- To be done
In all of the entries below, switch every "result" to "output" and write the entries out again with nothing else changed. Leave the pictures out.

--------

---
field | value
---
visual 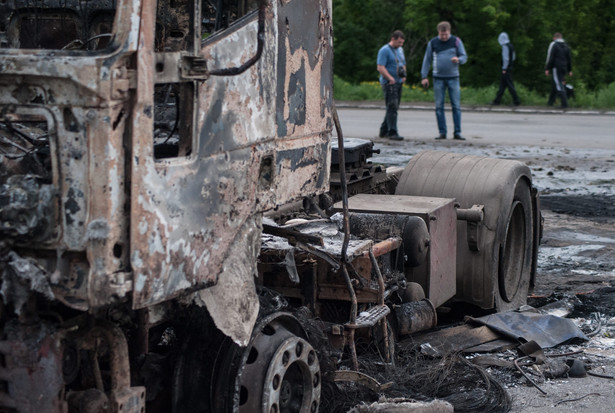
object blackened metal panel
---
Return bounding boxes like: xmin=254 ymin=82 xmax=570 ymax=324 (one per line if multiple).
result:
xmin=131 ymin=1 xmax=332 ymax=310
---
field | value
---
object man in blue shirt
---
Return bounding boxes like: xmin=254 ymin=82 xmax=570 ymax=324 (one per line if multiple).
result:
xmin=376 ymin=30 xmax=406 ymax=141
xmin=421 ymin=22 xmax=468 ymax=140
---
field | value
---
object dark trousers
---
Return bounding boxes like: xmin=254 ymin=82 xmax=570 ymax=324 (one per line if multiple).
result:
xmin=380 ymin=83 xmax=402 ymax=136
xmin=547 ymin=67 xmax=568 ymax=108
xmin=493 ymin=69 xmax=520 ymax=105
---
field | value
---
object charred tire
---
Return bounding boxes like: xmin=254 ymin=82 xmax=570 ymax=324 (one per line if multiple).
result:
xmin=175 ymin=313 xmax=321 ymax=413
xmin=396 ymin=151 xmax=537 ymax=311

--------

- Full answer
---
field | value
---
visual 
object blackened metal panel
---
Return bounding boxes like: xmin=254 ymin=82 xmax=570 ymax=324 (one per line if multiple).
output:
xmin=131 ymin=1 xmax=332 ymax=310
---
field | value
---
object man in blue shirt
---
Return bounding boxes like: xmin=254 ymin=82 xmax=570 ymax=324 (one per line if multiple).
output:
xmin=376 ymin=30 xmax=406 ymax=141
xmin=421 ymin=22 xmax=468 ymax=140
---
field | value
---
object dark trousers
---
Return bounding boxes like: xmin=254 ymin=82 xmax=570 ymax=324 (one per line if multiple).
output:
xmin=380 ymin=83 xmax=402 ymax=136
xmin=547 ymin=67 xmax=568 ymax=108
xmin=493 ymin=69 xmax=520 ymax=105
---
field | value
---
object charred tire
---
Return bounding boxes like: xmin=254 ymin=82 xmax=570 ymax=324 (one per line if multiple).
output:
xmin=175 ymin=313 xmax=321 ymax=413
xmin=396 ymin=151 xmax=537 ymax=311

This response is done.